_SHORT EXERCISE_.
Exactly reproduce the line that contains "Annotation task — mark the cabinet door" and all lines after it in the entries below, through the very last line.

Location annotation dataset excerpts:
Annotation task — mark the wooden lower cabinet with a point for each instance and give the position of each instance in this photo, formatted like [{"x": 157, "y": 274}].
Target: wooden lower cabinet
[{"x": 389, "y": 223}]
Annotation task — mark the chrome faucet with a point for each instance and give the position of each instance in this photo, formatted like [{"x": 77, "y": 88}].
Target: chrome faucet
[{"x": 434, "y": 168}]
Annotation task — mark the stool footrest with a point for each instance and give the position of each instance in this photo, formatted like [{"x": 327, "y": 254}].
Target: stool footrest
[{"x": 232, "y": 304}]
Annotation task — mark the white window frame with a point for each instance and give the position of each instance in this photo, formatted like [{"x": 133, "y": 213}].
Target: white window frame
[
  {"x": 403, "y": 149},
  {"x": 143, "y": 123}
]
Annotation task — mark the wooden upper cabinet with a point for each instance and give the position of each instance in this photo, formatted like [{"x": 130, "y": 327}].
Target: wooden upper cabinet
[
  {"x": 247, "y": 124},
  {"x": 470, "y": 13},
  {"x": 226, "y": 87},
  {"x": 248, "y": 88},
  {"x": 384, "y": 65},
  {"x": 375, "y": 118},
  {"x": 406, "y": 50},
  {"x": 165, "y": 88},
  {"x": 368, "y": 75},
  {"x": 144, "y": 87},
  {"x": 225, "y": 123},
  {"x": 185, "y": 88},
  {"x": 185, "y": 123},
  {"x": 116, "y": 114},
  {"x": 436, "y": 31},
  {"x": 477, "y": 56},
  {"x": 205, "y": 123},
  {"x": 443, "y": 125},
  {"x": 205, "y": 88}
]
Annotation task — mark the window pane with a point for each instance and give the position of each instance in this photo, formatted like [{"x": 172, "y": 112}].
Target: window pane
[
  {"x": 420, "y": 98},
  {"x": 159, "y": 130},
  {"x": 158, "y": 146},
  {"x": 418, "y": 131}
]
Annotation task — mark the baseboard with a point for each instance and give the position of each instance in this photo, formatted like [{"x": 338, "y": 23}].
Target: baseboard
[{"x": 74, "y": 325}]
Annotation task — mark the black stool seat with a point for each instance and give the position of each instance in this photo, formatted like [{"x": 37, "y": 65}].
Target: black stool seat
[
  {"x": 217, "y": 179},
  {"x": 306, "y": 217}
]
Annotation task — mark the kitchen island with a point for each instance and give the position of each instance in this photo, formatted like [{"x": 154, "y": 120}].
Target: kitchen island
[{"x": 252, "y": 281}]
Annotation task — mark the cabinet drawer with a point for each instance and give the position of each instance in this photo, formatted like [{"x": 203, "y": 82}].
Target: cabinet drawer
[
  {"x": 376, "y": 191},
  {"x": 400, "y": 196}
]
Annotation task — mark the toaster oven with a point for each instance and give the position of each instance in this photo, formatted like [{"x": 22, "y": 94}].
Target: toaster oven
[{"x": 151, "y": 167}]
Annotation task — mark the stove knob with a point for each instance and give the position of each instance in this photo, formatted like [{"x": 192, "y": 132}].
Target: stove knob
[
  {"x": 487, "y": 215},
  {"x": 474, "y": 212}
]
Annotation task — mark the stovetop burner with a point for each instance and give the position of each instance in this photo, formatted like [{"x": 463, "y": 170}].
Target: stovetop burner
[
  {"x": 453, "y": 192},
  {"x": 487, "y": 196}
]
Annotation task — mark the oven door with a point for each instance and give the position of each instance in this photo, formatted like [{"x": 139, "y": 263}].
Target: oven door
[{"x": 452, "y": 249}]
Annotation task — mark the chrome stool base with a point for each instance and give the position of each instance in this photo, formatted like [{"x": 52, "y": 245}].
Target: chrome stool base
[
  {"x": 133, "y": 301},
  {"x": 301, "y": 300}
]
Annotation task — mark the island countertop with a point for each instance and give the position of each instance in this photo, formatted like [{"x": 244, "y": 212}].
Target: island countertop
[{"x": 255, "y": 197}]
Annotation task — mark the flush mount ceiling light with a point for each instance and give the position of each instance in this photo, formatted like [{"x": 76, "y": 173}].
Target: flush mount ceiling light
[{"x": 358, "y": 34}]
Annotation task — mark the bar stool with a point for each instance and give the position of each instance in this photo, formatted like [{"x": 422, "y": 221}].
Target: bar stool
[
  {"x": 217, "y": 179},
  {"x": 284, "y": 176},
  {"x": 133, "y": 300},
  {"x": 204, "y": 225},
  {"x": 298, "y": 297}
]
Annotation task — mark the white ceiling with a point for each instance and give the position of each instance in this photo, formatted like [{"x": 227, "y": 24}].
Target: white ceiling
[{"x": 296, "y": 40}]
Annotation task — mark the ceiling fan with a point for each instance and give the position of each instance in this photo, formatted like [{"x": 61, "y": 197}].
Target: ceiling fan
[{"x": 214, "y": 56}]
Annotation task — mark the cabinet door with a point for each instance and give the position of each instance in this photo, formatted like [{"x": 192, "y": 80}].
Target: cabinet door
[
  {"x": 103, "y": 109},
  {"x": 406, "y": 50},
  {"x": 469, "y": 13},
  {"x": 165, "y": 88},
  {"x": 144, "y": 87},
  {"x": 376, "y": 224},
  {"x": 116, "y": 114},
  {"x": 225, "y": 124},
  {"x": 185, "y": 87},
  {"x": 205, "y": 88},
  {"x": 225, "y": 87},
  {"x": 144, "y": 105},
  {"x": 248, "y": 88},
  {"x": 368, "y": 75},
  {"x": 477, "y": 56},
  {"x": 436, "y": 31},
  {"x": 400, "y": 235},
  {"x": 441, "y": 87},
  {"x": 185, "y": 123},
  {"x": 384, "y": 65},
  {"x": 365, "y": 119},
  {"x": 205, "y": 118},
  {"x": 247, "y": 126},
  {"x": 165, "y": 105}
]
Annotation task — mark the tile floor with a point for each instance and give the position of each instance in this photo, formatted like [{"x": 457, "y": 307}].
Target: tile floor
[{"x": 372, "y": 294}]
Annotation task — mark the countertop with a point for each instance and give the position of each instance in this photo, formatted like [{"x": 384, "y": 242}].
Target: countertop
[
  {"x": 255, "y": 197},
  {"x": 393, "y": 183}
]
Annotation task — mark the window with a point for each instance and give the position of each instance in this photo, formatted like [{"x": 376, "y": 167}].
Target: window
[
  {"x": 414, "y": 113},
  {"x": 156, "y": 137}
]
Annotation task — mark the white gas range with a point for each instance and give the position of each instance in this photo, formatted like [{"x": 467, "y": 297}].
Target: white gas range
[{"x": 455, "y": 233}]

_ANSWER TO THIS EXERCISE_.
Annotation task — mark the cabinet door with a point for each instance and give the position of each instance in this photo, formatted like [{"x": 192, "y": 80}].
Target: cabinet door
[
  {"x": 103, "y": 109},
  {"x": 406, "y": 50},
  {"x": 469, "y": 13},
  {"x": 165, "y": 88},
  {"x": 144, "y": 87},
  {"x": 376, "y": 224},
  {"x": 116, "y": 114},
  {"x": 225, "y": 124},
  {"x": 185, "y": 87},
  {"x": 205, "y": 88},
  {"x": 225, "y": 87},
  {"x": 144, "y": 105},
  {"x": 248, "y": 88},
  {"x": 368, "y": 75},
  {"x": 477, "y": 56},
  {"x": 436, "y": 31},
  {"x": 400, "y": 235},
  {"x": 441, "y": 87},
  {"x": 185, "y": 123},
  {"x": 384, "y": 65},
  {"x": 365, "y": 119},
  {"x": 205, "y": 118},
  {"x": 247, "y": 126},
  {"x": 165, "y": 105}
]
Annotation task — mark the tile floor with a point for each instance and give the position of each instance in this photo, formatted like [{"x": 457, "y": 307}].
Target: tile floor
[{"x": 372, "y": 294}]
Annotation task — mark the countertop with a point for each instance and give the position of each instance in this photo, formatted like [{"x": 384, "y": 242}].
Target: countertop
[
  {"x": 255, "y": 197},
  {"x": 393, "y": 183}
]
Annotation task — mark the window with a point for each instance and give the position of each instance in this photo, formatted like [{"x": 376, "y": 167}].
Target: window
[
  {"x": 414, "y": 113},
  {"x": 156, "y": 137}
]
Annotation task — mark the white gas range with a point for each instance and give the position of each instance in this photo, formatted like [{"x": 467, "y": 297}].
Target: white gas range
[{"x": 455, "y": 233}]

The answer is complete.